↓
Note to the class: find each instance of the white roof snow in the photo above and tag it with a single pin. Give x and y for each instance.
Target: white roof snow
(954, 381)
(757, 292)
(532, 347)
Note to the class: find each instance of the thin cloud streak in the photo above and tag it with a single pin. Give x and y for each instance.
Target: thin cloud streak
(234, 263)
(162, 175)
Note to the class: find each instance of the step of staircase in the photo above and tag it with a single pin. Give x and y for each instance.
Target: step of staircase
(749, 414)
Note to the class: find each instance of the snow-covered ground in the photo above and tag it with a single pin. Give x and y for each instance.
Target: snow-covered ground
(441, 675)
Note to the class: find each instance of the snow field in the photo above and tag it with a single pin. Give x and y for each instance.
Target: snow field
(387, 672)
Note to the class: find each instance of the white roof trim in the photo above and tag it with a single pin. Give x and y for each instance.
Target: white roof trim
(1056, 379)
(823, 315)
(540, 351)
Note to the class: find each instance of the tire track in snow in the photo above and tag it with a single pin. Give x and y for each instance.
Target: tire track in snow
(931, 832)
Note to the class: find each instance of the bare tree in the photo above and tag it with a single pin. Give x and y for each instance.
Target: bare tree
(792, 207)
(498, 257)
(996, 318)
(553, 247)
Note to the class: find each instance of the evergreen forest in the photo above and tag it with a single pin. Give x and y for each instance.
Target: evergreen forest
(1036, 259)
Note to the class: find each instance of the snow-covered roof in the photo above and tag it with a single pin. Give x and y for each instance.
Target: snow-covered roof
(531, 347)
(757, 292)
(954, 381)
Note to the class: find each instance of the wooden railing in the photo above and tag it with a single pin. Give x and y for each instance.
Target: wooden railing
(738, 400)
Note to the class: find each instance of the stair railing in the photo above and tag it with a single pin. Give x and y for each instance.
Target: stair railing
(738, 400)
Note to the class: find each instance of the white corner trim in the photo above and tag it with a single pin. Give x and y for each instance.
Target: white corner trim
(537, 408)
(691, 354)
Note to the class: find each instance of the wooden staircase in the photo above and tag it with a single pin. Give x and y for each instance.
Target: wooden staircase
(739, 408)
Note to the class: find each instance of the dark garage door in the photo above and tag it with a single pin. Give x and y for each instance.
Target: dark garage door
↑
▸ **What the exercise asks**
Reproduce all of the data above, changing each "single pin" to "single marker" and leaving everything else untouched.

▸ **Correct response**
Note to the class: find each instance of the white roof snow in the photo above and tag it with a single marker. Give x and y for each instance.
Target: white roof snow
(954, 381)
(757, 292)
(532, 347)
Note to the class: find each instance of the thin cloud streak in the photo above and tag it with a single marker. Give x and y for each instance.
Target: thin cloud streak
(234, 263)
(162, 175)
Note to the class: find each instance of the step of staircase in the photo above and tag it with a single marker. Give x and y for each instance.
Target: step of staircase
(749, 414)
Note to the class: find each instance of the snow-covered ground in the photo above and tag it with a single marker. Give x and y for each instance.
Target: snow-covered ground
(441, 675)
Note to the class: find each instance of the snow field in the photo above and tag it with a single marker. Give x and y for each instance.
Target: snow field
(387, 672)
Note to the class: find each instance of the white roof trim in the photo above and tag it with a single marker. Give x and y for each instance.
Target: white roof trim
(1056, 379)
(823, 315)
(540, 351)
Note to the class: find each instance of the tire track in snow in the photo above and tag it with a single marker. Give x and y for each instance.
Target: tire track in snow
(931, 832)
Note to the class: find each instance of the bare tree in the photo above and tag it with a single marker. Give x and y for each instance.
Target: bare tree
(792, 207)
(498, 257)
(996, 318)
(553, 247)
Note to the class: find each instance of the evergreen forest in the photo above and tag it with a single marker. Give x and y for each instance.
Target: evergreen forest
(1036, 259)
Note to the class: find each instance of the snow-covered roof in the photo above and tag it with a single marker. Give x and y for each instance.
Target: snow-covered roof
(531, 347)
(757, 292)
(954, 381)
Note to the class: find each instance of the wooden railing in the photo above and tag it with a single marker. Give x and y for each instance.
Target: wooden railing
(738, 400)
Note to the class: find each instance of the stair railing in the photo above and tag it with a single marker. Give x and y for each instance.
Target: stair railing
(738, 400)
Note to the class: find each instance of the white corner trim in the photo above and tag it with a single marker. Give x and y for each instance.
Target: white corner trim
(537, 408)
(691, 354)
Note to the class: find each instance of the wooden staircase in the photo above and tag it with a single marker. Give x and y for each instance.
Target: wooden staircase
(739, 408)
Note to the class: find each instance of the dark garage door in the photo above and tag it with a single marker. Give x and y for each instance.
Target: dark garage door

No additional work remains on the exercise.